Your answer should be one number: the count of lines below that contain "positive".

------------

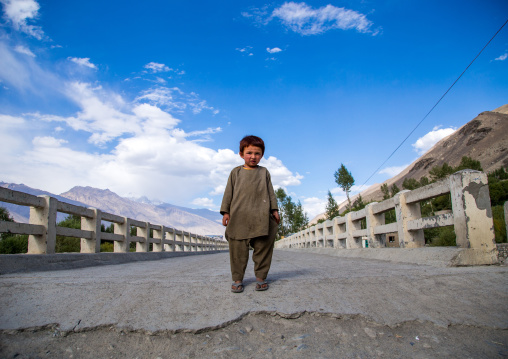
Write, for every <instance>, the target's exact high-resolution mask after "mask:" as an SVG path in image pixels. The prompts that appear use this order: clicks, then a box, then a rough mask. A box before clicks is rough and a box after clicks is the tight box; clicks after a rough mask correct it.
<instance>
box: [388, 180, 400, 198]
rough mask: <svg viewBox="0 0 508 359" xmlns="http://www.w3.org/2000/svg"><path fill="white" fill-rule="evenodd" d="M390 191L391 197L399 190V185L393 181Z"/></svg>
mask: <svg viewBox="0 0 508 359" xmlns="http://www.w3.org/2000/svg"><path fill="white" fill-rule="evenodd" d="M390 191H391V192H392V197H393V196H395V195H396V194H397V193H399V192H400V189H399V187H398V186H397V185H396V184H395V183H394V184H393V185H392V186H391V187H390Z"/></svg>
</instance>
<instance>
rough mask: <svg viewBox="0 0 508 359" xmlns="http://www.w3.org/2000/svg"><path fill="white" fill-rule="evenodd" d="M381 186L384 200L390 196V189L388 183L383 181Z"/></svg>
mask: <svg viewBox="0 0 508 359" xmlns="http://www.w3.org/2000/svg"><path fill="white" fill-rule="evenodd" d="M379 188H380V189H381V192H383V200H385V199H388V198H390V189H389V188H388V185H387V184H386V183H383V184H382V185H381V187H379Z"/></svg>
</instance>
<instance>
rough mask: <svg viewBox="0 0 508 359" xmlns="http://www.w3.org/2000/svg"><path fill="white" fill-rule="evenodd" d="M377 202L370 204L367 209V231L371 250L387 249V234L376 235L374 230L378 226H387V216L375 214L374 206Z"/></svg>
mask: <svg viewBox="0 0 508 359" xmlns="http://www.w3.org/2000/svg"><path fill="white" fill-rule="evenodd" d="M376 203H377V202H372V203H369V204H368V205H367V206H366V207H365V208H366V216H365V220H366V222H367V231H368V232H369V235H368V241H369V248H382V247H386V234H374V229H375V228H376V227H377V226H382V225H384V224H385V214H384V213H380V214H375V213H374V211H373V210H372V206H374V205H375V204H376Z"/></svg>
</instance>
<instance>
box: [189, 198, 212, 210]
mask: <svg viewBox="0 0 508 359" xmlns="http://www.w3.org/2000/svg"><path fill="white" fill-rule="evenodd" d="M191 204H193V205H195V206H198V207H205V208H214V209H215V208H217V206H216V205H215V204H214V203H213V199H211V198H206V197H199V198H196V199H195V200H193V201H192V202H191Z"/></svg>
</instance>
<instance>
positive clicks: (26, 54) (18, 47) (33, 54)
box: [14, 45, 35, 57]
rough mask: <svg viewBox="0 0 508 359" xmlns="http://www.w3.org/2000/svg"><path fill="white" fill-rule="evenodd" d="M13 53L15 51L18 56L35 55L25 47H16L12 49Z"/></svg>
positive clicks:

------------

**Task answer**:
2